Image object location entries
----------------------------------------

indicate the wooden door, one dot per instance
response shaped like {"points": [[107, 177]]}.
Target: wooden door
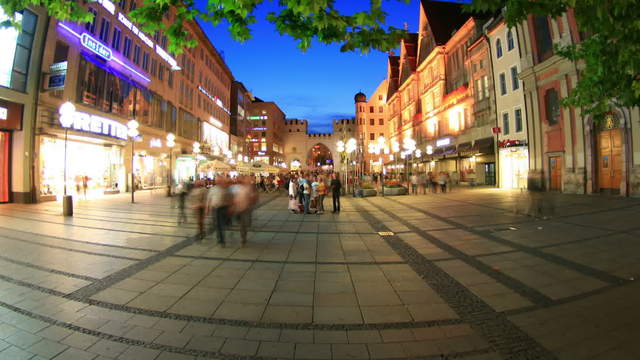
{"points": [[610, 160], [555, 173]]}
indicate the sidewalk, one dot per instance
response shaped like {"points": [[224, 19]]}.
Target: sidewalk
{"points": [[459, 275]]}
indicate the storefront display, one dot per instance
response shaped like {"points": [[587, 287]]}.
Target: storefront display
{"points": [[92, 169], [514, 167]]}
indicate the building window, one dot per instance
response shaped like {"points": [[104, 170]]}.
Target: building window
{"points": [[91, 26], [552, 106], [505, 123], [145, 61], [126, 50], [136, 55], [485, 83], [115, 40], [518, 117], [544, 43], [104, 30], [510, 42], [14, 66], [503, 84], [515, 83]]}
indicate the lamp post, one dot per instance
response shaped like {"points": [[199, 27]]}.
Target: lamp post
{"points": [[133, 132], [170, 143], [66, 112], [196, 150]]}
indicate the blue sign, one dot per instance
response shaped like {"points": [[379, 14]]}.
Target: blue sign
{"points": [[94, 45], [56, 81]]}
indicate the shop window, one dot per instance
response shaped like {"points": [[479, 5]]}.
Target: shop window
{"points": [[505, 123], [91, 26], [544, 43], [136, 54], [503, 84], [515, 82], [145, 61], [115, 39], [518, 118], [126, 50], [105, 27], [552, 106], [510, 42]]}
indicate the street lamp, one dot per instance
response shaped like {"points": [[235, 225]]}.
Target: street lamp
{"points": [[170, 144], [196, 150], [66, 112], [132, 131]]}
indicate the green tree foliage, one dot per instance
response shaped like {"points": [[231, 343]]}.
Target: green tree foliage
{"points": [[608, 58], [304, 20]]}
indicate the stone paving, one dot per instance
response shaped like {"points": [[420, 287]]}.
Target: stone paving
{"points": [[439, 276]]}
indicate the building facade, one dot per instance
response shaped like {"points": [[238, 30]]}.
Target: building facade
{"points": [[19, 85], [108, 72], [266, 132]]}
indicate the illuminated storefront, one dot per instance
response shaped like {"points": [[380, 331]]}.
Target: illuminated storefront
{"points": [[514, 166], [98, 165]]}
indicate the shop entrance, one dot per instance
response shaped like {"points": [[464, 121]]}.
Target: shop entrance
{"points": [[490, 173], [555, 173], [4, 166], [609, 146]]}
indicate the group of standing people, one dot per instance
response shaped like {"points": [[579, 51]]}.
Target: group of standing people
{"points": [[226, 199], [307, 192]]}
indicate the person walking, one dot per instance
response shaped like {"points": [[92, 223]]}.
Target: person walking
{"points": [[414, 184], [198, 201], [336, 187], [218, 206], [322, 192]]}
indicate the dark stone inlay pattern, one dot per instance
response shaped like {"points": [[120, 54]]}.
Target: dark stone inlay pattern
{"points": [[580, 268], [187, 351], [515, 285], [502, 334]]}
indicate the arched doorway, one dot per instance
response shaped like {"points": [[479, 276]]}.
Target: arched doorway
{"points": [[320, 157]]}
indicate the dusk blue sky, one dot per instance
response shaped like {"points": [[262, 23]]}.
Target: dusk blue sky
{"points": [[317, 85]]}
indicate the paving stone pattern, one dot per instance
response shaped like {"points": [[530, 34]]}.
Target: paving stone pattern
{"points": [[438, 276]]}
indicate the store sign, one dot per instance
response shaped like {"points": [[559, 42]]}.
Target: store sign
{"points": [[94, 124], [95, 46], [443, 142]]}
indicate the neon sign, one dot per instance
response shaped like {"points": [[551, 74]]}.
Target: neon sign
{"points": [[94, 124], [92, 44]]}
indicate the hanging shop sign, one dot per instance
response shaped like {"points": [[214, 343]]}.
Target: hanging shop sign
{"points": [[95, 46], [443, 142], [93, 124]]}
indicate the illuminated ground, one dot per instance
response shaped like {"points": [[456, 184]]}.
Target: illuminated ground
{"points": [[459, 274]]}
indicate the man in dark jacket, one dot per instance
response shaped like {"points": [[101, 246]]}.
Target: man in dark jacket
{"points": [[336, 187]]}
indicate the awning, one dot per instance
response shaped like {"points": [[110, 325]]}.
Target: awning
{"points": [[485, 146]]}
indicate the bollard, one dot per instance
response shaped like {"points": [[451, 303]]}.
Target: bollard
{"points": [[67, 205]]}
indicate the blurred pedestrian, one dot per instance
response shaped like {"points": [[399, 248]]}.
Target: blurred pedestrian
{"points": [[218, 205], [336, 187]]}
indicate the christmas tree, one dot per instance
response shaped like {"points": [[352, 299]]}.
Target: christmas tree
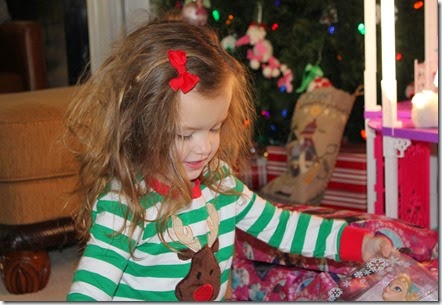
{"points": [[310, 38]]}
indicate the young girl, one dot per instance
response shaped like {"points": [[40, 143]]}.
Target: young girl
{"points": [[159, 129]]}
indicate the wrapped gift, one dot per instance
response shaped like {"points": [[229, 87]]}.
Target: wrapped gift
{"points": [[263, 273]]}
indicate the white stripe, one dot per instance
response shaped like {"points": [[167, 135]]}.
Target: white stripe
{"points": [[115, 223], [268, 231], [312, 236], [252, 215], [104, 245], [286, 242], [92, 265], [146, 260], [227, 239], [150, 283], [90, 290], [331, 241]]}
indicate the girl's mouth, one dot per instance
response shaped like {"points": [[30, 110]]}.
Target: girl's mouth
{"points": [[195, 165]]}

----------------------------------------

• _Aim_
Output only the lines from the one holding "indicate the young girl, one dot per instance" through the last line above, exactly as they appear.

• _Written answer_
indicate the young girl, one dot per instance
response shaped like {"points": [[40, 143]]}.
Target: young girl
{"points": [[159, 129]]}
indicate the wrapped gift, one dot per instance
response shaped like {"points": [[229, 87]]}.
Target: wrapped gift
{"points": [[263, 273]]}
indicate the white stripe, one dot per instance
response shaped like {"points": [[167, 135]]}.
Target: white stripe
{"points": [[115, 223], [268, 231], [312, 236], [252, 215], [104, 245], [286, 242], [92, 265], [146, 260], [227, 239], [150, 283], [90, 290], [331, 241]]}
indicate the girl's mouth, one dot per instance
response shaped like {"points": [[30, 110]]}.
Target: girl's mouth
{"points": [[195, 165]]}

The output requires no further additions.